Copy each line below that contains "hair".

■ **DATA TO PROCESS**:
________________________________________

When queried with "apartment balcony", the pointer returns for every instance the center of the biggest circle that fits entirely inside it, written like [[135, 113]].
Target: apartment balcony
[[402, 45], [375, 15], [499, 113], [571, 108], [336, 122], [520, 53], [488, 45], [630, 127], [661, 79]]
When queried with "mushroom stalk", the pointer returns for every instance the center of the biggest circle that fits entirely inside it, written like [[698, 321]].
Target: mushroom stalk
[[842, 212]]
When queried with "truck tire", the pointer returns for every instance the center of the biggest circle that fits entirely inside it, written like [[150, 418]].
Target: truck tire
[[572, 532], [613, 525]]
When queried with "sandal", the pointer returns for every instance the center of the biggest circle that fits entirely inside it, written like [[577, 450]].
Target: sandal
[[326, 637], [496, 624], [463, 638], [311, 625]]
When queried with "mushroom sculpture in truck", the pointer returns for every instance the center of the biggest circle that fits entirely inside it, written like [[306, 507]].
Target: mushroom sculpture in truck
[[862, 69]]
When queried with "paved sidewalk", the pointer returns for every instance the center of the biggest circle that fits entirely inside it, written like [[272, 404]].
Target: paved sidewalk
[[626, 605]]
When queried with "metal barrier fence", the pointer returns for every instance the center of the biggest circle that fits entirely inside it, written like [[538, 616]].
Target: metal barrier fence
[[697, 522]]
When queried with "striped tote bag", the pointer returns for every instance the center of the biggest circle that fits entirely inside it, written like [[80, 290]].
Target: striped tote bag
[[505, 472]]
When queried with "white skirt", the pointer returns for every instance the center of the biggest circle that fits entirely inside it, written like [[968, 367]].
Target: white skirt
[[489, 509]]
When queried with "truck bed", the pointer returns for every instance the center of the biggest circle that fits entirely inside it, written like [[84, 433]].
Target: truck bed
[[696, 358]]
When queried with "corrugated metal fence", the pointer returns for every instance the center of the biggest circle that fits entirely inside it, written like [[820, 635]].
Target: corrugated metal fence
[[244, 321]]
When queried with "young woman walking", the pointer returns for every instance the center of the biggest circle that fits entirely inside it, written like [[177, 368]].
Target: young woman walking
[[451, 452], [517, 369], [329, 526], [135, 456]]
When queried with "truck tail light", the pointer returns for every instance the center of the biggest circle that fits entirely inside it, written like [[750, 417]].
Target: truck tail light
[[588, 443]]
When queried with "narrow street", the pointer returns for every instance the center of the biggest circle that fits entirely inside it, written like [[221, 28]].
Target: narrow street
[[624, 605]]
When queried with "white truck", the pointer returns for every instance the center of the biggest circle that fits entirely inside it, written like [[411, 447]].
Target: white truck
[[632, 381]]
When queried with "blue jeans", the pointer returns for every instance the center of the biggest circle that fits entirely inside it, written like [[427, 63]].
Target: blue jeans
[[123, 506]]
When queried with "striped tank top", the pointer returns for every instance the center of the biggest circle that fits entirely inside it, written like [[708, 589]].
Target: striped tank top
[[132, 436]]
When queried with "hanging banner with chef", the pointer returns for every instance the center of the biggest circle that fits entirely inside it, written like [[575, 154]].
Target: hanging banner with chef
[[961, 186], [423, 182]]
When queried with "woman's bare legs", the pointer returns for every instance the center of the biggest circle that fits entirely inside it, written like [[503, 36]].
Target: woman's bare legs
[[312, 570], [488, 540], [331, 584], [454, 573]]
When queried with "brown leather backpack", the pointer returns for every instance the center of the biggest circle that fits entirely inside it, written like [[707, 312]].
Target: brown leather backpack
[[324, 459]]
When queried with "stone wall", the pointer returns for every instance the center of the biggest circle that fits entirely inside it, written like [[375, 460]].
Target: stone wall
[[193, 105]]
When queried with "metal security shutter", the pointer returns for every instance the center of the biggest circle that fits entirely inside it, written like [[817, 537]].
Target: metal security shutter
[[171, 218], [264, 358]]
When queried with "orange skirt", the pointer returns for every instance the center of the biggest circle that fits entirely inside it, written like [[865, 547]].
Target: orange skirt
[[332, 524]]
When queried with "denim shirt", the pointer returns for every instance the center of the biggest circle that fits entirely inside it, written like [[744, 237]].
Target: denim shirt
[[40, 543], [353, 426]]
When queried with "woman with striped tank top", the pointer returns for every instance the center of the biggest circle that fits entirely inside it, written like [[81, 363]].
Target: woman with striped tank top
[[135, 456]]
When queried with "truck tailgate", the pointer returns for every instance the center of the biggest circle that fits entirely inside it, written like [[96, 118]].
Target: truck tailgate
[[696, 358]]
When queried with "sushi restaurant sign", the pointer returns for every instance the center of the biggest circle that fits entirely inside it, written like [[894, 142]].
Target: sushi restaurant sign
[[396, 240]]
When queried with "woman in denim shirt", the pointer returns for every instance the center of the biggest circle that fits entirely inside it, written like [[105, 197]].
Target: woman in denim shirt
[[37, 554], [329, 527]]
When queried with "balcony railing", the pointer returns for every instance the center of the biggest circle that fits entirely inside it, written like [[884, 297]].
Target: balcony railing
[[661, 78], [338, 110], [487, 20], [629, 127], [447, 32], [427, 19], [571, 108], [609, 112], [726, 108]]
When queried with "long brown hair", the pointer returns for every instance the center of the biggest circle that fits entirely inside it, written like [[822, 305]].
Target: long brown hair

________________________________________

■ **OUTPUT BELOW**:
When queried with "long brown hair", the pointer returns for every instance the center of the biggest circle that fits entirely inside it, written like [[822, 305]].
Target: long brown hair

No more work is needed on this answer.